WHAT THE TASK ASKS: Nothing but the images should be left out when the entries are restated word for word.

EXTRACTED DATA:
=======

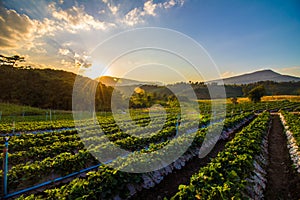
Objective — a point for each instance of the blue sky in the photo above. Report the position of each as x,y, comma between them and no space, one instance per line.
240,36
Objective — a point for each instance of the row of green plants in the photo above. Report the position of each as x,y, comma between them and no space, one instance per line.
291,123
23,175
226,176
106,183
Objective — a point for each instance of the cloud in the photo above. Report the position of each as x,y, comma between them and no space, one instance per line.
64,52
172,3
149,8
227,74
133,17
138,14
294,71
75,18
14,28
113,9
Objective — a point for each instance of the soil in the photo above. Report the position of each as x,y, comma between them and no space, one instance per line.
283,181
168,187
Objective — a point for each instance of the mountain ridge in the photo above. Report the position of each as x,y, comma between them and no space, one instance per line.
257,76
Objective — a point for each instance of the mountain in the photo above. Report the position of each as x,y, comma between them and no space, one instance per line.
112,81
263,75
47,88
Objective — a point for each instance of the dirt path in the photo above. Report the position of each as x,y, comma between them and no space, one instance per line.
283,181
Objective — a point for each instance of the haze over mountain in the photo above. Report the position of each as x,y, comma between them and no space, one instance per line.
253,77
112,81
257,76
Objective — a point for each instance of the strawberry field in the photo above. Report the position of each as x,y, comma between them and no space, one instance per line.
48,159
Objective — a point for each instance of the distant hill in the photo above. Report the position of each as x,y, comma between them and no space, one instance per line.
263,75
46,88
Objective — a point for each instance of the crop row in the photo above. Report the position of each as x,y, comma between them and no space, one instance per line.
291,123
226,176
107,183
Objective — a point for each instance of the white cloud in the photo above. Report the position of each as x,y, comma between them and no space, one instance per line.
75,18
64,52
138,14
227,74
113,9
294,71
149,8
133,17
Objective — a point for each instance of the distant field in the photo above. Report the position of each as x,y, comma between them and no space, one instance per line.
293,98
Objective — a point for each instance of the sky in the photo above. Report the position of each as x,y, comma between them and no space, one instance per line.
238,36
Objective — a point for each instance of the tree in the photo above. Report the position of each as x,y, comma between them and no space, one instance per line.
256,93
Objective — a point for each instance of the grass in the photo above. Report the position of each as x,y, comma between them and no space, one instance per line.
8,109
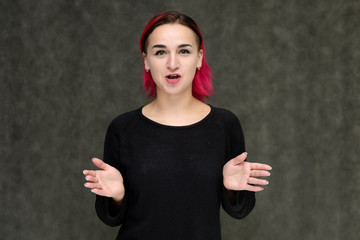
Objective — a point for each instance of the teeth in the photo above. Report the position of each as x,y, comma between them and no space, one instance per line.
173,76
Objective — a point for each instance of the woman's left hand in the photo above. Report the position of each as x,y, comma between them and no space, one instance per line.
241,175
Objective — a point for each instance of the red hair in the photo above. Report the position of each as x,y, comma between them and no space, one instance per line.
202,83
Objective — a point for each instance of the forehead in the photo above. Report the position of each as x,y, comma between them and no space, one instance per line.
172,34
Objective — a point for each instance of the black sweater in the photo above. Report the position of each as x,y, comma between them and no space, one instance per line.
172,176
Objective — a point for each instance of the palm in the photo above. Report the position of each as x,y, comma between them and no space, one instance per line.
240,175
107,181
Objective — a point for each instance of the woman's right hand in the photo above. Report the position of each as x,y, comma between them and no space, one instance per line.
107,181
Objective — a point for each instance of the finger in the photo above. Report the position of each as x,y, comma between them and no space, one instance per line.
260,166
91,179
240,158
259,173
89,173
257,181
99,163
98,192
92,185
254,188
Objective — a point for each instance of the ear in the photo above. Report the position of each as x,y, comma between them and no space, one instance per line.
146,64
200,57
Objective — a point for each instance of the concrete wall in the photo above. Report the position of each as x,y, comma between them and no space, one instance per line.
288,69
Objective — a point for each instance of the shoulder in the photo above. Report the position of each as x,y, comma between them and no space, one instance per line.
125,120
225,116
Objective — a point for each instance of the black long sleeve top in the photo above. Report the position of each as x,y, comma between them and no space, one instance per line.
173,176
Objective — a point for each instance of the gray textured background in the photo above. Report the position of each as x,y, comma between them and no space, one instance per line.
288,69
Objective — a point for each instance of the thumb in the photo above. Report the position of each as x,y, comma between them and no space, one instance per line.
239,159
99,163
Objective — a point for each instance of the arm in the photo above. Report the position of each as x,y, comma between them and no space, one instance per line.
107,182
239,175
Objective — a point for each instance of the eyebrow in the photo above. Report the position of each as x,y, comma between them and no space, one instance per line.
180,46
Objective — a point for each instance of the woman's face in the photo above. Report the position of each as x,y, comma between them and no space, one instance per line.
172,57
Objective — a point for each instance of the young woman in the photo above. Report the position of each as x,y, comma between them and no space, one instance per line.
170,164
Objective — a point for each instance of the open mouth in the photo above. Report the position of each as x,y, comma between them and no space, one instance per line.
173,78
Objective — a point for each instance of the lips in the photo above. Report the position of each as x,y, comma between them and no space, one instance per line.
173,78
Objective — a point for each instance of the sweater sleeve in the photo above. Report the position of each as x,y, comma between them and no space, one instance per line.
244,200
104,206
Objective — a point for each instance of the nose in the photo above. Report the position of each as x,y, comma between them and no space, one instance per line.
173,62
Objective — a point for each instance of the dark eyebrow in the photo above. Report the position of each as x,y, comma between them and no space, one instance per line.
185,45
163,46
159,46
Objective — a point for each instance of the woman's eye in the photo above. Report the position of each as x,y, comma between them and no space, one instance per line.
160,52
184,51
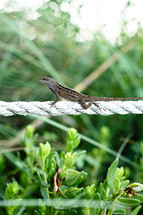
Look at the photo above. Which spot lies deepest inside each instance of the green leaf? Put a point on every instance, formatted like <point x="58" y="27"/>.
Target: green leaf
<point x="41" y="181"/>
<point x="116" y="184"/>
<point x="124" y="184"/>
<point x="111" y="174"/>
<point x="73" y="181"/>
<point x="129" y="202"/>
<point x="136" y="210"/>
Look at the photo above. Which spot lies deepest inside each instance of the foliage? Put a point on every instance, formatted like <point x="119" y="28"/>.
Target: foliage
<point x="50" y="45"/>
<point x="62" y="189"/>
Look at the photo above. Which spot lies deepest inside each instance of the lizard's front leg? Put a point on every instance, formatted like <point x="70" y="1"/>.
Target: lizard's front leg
<point x="83" y="104"/>
<point x="57" y="99"/>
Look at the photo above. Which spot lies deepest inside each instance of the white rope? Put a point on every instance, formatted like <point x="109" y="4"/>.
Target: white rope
<point x="67" y="107"/>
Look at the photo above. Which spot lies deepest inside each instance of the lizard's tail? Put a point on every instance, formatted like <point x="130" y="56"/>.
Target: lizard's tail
<point x="118" y="98"/>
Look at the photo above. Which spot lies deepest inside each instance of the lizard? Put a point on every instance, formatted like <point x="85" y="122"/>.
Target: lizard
<point x="74" y="96"/>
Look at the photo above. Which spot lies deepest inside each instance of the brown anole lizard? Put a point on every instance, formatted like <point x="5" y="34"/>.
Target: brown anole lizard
<point x="74" y="96"/>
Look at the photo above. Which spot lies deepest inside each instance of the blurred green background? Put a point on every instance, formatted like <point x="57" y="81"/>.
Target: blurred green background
<point x="51" y="45"/>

=======

THE COMPLETED TASK:
Objective — a point for each instance of the blue sky in the photo above. Report the position of each as x,y, comma between them and no space, one instance per line.
240,36
Objective — a point for each instance of the row of green plants in the photo above. Report the position of each as x,y, comma between them and no space, one instance per line.
291,123
23,175
226,176
106,183
Objective — a point for each instance of the cloud in the photo above. Report the position of each as x,y, comma between them and no space, one instance per line.
64,52
172,3
149,8
227,74
133,17
138,14
294,71
75,18
14,28
113,9
Objective — a point for each instance of the soil in the photo above. Report the position of each as x,y, comma between them and no space, one instance per line.
283,181
168,187
Objective — a point for each instance of the mountain ridge in the photo above. Report the position of each as x,y, comma between them and no space, one instance per line.
257,76
Objective — a point for each instance of the mountain in the photo above. Report the position of each as x,y, comma between them and no space, one instance per line.
112,81
263,75
47,88
Objective — a point for each instance of the dirt path in the photo above. Report the position of each as x,y, comma between them and no space, one instance per line.
283,181
Objective — a point for each instance of the haze over mountain in the photo above. Report the position of each as x,y, comma between them and no space, one instance per line.
253,77
112,81
257,76
Objective — a point for each instance of the strawberry field in the photo above. Report the position of each as x,y, comma between them and no space, one instance per line.
48,159
Objective — a point for each instance of the distant hill in the photo above. Report the position of each as x,y, comma between them and no space, one instance per line.
263,75
46,88
Objective — a point for each instance of the crop row in the photo above. Report the position of each as x,y, comma between them and no space, one instance per line.
291,123
226,176
107,183
Objective — a point for each instance of the white cloud in the photo above. Report the position of each as x,y, comma between them and no space, one instance per line.
75,18
64,52
138,14
227,74
113,9
294,71
149,8
133,17
Objective — a point for each instance of the distant field in the photo above. Report the position of each as x,y, comma between them and no space, one instance per line.
293,98
Objective — a point for each instance of the sky in the photo above. Report the position of each as x,y, comma between them and no space, one instance per line.
238,36
Objective — a point for each instance of the tree in the photo above. Report the position of each as x,y, comma between them and no space, one instance per line.
256,93
Objective — a point for each instance of the grass in the photo above. Report the position of each as x,y, comma between them and no space, one instance per line.
8,109
Objective — a point for each instance of the teeth in the photo above. Report the position of each as x,y, comma between them and no space, one instance per line.
173,76
Objective — a point for each instance of the woman's left hand in the photo above. Report the position of each as x,y, comma between them and no space, one instance per line.
241,175
Objective — a point for each instance of the red hair in the photo above. Report the position of each as x,y, comma between them and no space, one instance per line.
202,83
Objective — a point for each instance of the forehead in the photo above. Report the position of each as x,y, comma between them and no space, one instance per line.
172,34
Objective — a point for each instance of the black sweater in the photo above. Report the position of each as x,y, comma between them and no space, one instance per line.
172,176
Objective — a point for each instance of the palm in the photo above. Report the position of each as x,y, comma between them and no space, one instance per line.
240,175
107,181
Objective — a point for each instance of the woman's right hand in the photo above. Report the position of each as x,y, comma between them and no space, one instance per line.
107,181
Objective — a point for each instance of the finger in the photo above. Report the position of each as x,y, comma between them and no space, one instance per line.
260,166
91,179
240,158
259,173
89,173
257,181
99,163
98,192
92,185
254,188
Objective — a point for each instance of the ear in the photo above. Report the position of each as x,y, comma between them and no space, one instance per line.
146,64
200,57
Objective — a point for each instance of the concrete wall in the photo above. Report the position of each as x,y, comma between them and no space, one instance per line.
288,69
Objective — a point for each instance of the shoulder in the photo above. Report the position of each as x,y, comma between them and no space, one instance per line.
125,120
225,116
Objective — a point for each instance of the black long sleeve top in the photo above. Report the position of each as x,y, comma between them and no space, one instance per line.
173,176
Objective — a point for each instance of the gray textured background in the photo above. Report the position of each as x,y, comma between them and no space, one instance per line.
288,69
Objective — a point for each instance of the thumb in the photo above. Report the position of each as x,y, comma between them and no space, one instance per line.
239,159
99,163
Objective — a point for each instance of the arm in the photo above. Report the position of each as x,y, comma between them and no space, one instance per line.
107,182
239,175
Objective — a point for each instance of the eyebrow in the photo above. Report the position of each as x,y, comma between them and no space, one instance per line.
180,46
Objective — a point for each instance of the woman's face in the photo above. Report the position of each as x,y, comma between them and no space, one instance per line.
172,57
Objective — a point for each instance of the young woman in the photo above. Report the position of each as x,y, comma between them and no space, one instance per line.
170,164
Objective — a point for each instance of the open mouth in the photo above. Report the position of each as x,y, comma between them and no space, one instance per line.
173,78
Objective — a point for each instance of the lips in the photo above. Report the position of each as x,y, comma between them and no space, one instance per line.
173,78
Objective — a point for each instance of the sweater sleeve in the photo above. Report the position of each as x,y, comma between them and no space, one instance per line.
244,200
104,206
Objective — a point for each instance of the nose in the photo above. Report the position of each as x,y, comma between them and no space, one instance per line.
173,62
Objective — a point for each instance of the dark eyebrow in the photo above. Report the position of each as x,y, comma between them and no space, one instance per line.
185,45
163,46
159,46
Objective — a point for each instance of the woman's eye in the photo above. Report the position of each as x,y, comma between them and no space, one instance per line.
160,52
184,51
Look at the photo above. Which spot lies deepest inside each instance of the green leaf? Put a point on every instance, formatted like <point x="58" y="27"/>.
Target: green leaf
<point x="41" y="181"/>
<point x="116" y="184"/>
<point x="124" y="184"/>
<point x="111" y="174"/>
<point x="73" y="181"/>
<point x="129" y="202"/>
<point x="136" y="210"/>
Look at the photo above. Which spot lies deepest inside each instance of the foliage? Put a point on every instance, formatted like <point x="119" y="28"/>.
Target: foliage
<point x="50" y="45"/>
<point x="62" y="189"/>
Look at the photo above. Which spot lies deepest inside each instance of the lizard's front leg? Put a point on every instance, formatted like <point x="70" y="1"/>.
Target: lizard's front leg
<point x="83" y="104"/>
<point x="57" y="99"/>
Look at the photo above. Which spot lies deepest inside each instance of the white rope? Put a point on every instance, formatted like <point x="109" y="4"/>.
Target: white rope
<point x="67" y="107"/>
Look at the photo above. Which spot lies deepest inside each instance of the lizard's tail? Put a point on every instance, formatted like <point x="130" y="56"/>.
Target: lizard's tail
<point x="118" y="98"/>
Look at the photo above. Which spot lies deepest inside each instance of the lizard? Put a point on every instance, formatted like <point x="85" y="122"/>.
Target: lizard
<point x="74" y="96"/>
Look at the photo above. Which spot lies deepest inside each instance of the brown anole lizard? Put a point on every instance, formatted like <point x="5" y="34"/>.
Target: brown anole lizard
<point x="74" y="96"/>
Look at the photo above. Which spot lies deepest inside each instance of the blurred green background? Put a point on every instance, formatted like <point x="57" y="81"/>.
Target: blurred green background
<point x="51" y="45"/>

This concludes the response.